#### Written instruction
Render the items from the line containing "Where can you spot the drooping" up to and including the last line of the items as a numbered list, dropping blank lines. Include only those lines.

#### Task data

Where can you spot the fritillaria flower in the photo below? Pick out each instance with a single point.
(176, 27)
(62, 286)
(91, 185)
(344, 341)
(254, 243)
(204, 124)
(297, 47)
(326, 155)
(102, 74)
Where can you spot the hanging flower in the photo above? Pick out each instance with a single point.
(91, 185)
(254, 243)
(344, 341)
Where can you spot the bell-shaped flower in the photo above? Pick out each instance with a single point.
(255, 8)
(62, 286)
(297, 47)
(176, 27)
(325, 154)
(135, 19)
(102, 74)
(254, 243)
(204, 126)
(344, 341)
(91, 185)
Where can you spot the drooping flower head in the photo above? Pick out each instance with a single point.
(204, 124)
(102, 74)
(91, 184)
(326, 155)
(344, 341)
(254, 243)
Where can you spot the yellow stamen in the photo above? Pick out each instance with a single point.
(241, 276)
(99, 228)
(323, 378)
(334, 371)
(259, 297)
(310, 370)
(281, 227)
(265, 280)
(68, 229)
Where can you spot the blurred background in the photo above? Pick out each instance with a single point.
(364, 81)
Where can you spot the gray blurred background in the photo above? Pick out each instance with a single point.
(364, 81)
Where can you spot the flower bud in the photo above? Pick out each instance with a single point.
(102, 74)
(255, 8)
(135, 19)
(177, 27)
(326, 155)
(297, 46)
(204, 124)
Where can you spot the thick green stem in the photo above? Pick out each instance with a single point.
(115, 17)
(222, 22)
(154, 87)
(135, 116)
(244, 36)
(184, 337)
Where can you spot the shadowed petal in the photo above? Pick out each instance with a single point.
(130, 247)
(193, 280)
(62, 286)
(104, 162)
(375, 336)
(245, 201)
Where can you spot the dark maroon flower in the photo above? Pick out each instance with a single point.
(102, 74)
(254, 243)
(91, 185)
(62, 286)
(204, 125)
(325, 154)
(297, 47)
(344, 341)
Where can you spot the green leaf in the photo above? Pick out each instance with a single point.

#### Written reply
1. Where can you spot the drooping flower head in the photo above? Pick out each instance with a single point.
2. (204, 124)
3. (102, 74)
4. (91, 184)
5. (326, 155)
6. (344, 341)
7. (254, 243)
8. Where can you spot the yellow stamen in the photo above? Pick out each instance with a single point.
9. (241, 276)
10. (99, 228)
11. (323, 378)
12. (334, 371)
13. (259, 297)
14. (310, 370)
15. (281, 227)
16. (265, 280)
17. (68, 229)
18. Where can you spot the blurred background in the photo above? Pick out each instance with a single point.
19. (364, 81)
20. Where can you spot the gray blurred background in the photo above? Pick out each instance with a single point.
21. (364, 81)
22. Where can you spot the flower bud in the photo above? Pick out each instance with a single point.
23. (102, 74)
24. (255, 8)
25. (135, 19)
26. (177, 27)
27. (326, 155)
28. (297, 46)
29. (204, 124)
30. Where can you spot the thick green stem in the photo above? Pick out each instance with a single point.
31. (115, 17)
32. (222, 22)
33. (154, 87)
34. (135, 116)
35. (244, 36)
36. (184, 337)
37. Where can you spot the shadowed petal in the photo above? Pick out each instance with a single point.
38. (130, 247)
39. (193, 280)
40. (62, 286)
41. (104, 162)
42. (375, 336)
43. (245, 201)
44. Where can you spot the dark maroon flower in the photo above? Pick out each instance with a single point.
45. (102, 74)
46. (254, 243)
47. (91, 185)
48. (62, 286)
49. (204, 125)
50. (325, 154)
51. (297, 47)
52. (344, 341)
53. Where can you spot the green leaf in the photo above? Pick out each instance with a single point.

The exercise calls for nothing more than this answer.